GIVEN INSTRUCTION:
Begin at the line below that contains "Where can the white". Repeat it and all remaining lines of the records exactly.

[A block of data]
----

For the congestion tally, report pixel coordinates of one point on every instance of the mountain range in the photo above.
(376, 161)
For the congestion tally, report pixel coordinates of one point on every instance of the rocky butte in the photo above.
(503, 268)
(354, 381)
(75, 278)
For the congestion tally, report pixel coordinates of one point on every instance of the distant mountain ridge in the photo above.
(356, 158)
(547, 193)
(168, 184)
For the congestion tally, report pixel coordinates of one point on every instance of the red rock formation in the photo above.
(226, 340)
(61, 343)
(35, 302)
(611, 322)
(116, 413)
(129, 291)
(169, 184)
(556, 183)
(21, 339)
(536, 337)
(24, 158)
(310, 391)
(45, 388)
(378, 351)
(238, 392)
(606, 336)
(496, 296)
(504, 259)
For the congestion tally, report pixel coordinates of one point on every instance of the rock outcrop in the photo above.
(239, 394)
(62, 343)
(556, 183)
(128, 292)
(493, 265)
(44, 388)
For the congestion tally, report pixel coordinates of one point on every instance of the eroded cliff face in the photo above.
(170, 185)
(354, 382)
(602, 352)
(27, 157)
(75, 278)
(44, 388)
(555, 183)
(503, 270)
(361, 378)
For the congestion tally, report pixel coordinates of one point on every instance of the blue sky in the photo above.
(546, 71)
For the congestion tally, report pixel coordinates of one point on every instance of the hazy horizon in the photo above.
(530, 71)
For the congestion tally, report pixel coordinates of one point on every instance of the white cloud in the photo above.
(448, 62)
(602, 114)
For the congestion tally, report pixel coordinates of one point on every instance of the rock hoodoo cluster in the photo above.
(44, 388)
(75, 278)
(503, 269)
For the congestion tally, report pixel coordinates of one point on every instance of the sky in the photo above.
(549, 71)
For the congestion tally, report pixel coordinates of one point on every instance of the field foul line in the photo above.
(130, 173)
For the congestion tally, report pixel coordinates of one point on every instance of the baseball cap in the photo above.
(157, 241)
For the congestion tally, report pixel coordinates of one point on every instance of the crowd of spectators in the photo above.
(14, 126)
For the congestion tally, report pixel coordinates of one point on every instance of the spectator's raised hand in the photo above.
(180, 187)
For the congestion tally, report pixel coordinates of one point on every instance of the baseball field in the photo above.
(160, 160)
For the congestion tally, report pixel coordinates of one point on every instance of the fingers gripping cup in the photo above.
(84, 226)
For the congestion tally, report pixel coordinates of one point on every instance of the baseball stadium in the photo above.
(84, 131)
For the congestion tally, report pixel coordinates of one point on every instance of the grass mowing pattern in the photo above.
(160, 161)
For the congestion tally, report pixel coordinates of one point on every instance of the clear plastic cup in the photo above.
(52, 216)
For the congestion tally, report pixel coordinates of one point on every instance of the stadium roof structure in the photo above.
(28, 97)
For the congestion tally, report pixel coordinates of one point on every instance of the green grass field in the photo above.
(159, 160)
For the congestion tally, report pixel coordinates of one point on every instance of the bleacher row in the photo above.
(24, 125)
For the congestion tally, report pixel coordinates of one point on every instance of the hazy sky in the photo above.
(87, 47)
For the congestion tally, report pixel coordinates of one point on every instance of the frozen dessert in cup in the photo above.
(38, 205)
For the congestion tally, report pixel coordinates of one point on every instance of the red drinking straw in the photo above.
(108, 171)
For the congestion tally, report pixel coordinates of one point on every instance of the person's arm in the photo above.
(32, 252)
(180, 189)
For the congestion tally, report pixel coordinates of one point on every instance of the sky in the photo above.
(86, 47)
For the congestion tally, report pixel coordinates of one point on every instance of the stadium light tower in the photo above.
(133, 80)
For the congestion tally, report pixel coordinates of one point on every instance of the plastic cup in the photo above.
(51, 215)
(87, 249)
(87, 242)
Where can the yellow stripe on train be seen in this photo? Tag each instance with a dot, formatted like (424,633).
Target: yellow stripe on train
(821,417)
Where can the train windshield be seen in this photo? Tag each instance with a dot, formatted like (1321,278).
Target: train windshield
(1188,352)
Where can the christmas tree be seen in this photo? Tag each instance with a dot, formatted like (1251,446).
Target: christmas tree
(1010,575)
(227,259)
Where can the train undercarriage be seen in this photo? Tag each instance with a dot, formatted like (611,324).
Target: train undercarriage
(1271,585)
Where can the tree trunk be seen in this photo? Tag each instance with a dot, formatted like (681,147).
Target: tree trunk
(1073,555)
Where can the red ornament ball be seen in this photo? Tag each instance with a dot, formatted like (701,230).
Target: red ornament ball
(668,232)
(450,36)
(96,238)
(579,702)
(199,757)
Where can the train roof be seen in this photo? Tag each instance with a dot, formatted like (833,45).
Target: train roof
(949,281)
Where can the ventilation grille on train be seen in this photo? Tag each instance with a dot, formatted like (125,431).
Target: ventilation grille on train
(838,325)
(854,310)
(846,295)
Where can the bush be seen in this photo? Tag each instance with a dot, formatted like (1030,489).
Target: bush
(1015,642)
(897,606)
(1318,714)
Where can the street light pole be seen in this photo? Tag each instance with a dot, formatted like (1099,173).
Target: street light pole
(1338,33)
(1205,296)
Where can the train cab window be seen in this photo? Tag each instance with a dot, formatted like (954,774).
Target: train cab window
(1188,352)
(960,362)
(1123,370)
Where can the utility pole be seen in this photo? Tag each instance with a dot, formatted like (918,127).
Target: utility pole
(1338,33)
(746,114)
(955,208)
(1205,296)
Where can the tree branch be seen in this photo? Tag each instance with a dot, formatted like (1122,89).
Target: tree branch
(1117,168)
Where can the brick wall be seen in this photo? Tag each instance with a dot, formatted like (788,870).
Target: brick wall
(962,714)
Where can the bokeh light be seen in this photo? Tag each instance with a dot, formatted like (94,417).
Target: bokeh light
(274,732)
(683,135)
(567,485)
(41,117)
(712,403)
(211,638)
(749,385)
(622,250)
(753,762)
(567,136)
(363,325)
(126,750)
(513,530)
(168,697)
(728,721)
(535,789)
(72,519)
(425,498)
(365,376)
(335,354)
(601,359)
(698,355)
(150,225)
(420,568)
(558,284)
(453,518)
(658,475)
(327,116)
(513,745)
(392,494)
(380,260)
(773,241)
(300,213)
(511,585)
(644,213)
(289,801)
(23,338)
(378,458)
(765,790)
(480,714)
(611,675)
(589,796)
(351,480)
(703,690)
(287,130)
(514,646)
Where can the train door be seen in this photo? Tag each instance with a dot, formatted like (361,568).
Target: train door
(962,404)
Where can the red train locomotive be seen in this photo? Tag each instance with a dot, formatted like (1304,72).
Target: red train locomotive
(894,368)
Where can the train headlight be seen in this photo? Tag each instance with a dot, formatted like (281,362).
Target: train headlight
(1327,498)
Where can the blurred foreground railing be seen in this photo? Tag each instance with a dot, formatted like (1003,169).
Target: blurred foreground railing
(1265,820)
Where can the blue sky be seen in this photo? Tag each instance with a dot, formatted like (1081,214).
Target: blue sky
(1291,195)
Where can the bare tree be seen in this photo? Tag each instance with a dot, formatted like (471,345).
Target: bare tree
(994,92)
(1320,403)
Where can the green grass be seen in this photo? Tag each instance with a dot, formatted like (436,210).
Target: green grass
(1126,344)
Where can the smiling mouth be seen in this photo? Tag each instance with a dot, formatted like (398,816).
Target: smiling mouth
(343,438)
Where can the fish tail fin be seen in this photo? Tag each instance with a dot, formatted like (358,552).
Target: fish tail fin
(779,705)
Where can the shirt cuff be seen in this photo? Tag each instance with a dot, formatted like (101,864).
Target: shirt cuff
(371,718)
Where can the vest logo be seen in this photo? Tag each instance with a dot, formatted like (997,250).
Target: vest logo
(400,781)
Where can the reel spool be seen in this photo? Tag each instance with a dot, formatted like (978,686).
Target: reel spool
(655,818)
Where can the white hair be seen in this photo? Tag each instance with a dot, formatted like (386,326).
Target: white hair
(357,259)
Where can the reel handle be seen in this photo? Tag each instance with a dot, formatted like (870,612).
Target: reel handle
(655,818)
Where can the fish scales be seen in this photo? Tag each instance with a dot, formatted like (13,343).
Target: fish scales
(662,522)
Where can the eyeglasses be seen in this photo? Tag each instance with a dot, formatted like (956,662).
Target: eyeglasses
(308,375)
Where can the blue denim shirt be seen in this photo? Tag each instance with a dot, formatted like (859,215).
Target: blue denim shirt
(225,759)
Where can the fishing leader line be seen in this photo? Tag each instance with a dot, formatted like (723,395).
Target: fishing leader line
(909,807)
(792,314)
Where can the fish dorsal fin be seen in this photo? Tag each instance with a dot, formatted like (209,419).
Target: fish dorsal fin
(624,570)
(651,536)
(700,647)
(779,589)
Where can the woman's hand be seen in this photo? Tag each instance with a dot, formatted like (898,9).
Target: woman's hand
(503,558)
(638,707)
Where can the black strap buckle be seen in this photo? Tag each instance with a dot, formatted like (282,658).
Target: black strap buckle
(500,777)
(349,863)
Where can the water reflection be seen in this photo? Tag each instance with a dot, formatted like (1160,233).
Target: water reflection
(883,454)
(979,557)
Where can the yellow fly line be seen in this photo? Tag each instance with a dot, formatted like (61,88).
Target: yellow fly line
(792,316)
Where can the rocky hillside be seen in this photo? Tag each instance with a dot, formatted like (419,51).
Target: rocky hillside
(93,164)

----

RESPONSE BELOW:
Where can the white hair be seen in this photo? Tag each instance with a dot, formatted like (386,326).
Target: white hair
(357,259)
Where can the reel handle be seen in this photo? Tag each instance with a dot, formatted like (870,612).
Target: reel handle
(655,818)
Where can the fish scales be seen in this photo? Tag each instance with a dot, formatted like (13,343).
Target: fish scales
(662,522)
Where can the eyeglasses be seen in this photo? Tag each instance with a dot, formatted like (956,662).
Target: eyeglasses
(308,375)
Where can the blue denim shirt be seen in this photo? Tag each instance with a dot, formatted like (859,215).
Target: blue denim shirt
(225,759)
Where can the fishing leader line be seen in this photo? Tag each instance with a dot, formatted like (723,395).
Target: fishing leader line
(909,807)
(792,314)
Where can the fish dorsal fin be seen in this photo? Tag each instance with a dot, formatted like (209,419).
Target: fish dorsal fin
(624,570)
(651,536)
(700,647)
(779,589)
Where can the woman's hand be seen in this photo? Tag each instance with a dot, formatted like (898,9).
Target: woman's hand
(503,558)
(638,707)
Where can the black strap buckle be seen in this photo? Tag each instance with a dot, formatted like (282,658).
Target: black strap buckle
(500,777)
(349,863)
Where can the water reflection be seen in this photo? Tag each instance with a dot, formatted like (1160,233).
Target: water reflection
(883,454)
(979,557)
Where can the yellow fly line be seen in this photo? Tag each instance with a dot, formatted like (61,88).
Target: yellow fly line
(792,316)
Where can the rocky hillside be seen in this photo? Tag each instance with a dot, formatted like (419,51).
Target: rocky hillside
(93,164)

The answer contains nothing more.